*STATED EXERCISE*:
Quote every one of the following lines word for word.

Raw records:
□ □ □ □

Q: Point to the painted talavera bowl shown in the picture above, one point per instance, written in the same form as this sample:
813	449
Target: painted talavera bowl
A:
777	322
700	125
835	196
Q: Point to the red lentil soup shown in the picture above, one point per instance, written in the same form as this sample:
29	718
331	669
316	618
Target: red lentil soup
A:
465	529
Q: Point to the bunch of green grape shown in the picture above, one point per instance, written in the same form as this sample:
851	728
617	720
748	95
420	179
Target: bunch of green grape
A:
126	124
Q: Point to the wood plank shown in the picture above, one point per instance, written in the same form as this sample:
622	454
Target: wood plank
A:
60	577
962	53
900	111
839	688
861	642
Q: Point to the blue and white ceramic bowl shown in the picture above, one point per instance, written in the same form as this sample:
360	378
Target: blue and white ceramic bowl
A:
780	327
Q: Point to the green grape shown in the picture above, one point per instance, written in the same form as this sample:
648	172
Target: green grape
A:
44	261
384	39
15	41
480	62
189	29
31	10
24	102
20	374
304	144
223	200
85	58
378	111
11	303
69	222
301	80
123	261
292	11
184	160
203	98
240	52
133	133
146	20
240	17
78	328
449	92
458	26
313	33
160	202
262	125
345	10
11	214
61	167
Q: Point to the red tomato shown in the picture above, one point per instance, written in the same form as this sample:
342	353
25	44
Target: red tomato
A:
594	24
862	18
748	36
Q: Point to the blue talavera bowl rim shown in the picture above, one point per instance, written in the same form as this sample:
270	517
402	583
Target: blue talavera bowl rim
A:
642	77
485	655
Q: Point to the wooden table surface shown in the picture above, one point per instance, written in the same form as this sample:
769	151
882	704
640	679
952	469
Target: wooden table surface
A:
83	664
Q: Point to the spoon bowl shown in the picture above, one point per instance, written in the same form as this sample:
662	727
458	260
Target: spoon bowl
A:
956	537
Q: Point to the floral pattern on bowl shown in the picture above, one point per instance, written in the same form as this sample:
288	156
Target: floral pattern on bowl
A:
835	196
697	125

□ □ □ □

*FINISHED EXERCISE*:
Q: Point to the painted talavera bowl shown in the picture above, one point per instance, written in the same form as this sample:
813	449
Target: painted talavera bowl
A:
777	322
700	125
835	196
Q: Point to the red lentil soup shown in the picture above, one point per instance, written in the same form as this sample:
29	718
331	669
316	618
Target: red lentil soup
A:
465	529
Q: Point to the bunch of green grape shown in the picture above, one point per instance, written in the same form as this sample:
851	728
617	720
748	95
420	179
Target: bunch of green grape
A:
126	124
Q: Point to the wood plank shown in the picture above, one point per instance, written in the same form as this sample:
622	454
Target: wood plank
A:
60	577
962	53
900	111
839	688
861	642
Q: Point to the blue and white ceramic bowl shown in the picture above, one point per instance, written in the same form as this sample:
360	378
Target: blue and white ceramic bowl
A:
780	327
Q: Point to the green grape shown in the picture above, one point per instance, written in the same form as this sample:
648	172
Target: green grape
A:
44	261
384	39
15	41
480	62
189	29
31	10
24	102
20	374
304	144
223	200
85	58
378	111
11	303
69	222
301	80
123	261
292	11
184	160
203	98
240	52
133	133
146	20
240	17
78	328
449	92
458	26
313	33
160	202
262	125
345	10
11	214
61	167
Q: Point to the red tomato shown in the picture above, one point per instance, written in the same form as this sample:
342	353
25	44
Target: red tomato
A:
594	24
862	18
748	36
Q: Point to the blue talavera bowl rim shown in the picture above, one point per instance, written in the same form as this sample:
270	517
402	583
Target: blue talavera bowl rim
A:
642	77
485	655
Q: Point to the wooden table surface shown in the picture above, one point per instance, written in the same form as this sample:
769	151
882	704
640	679
952	469
Target: wooden table surface
A:
83	664
Q: Point to the spoon bowl shown in the picture above, one point per instance, written in the same form as this sample:
662	727
458	260
Target: spoon bowl
A:
956	537
Q: Point to the floral pattern on bowl shown in the picture above, one point per instance, written in the same form as this sample:
288	156
Target: floral pattern on bowl
A:
835	196
697	125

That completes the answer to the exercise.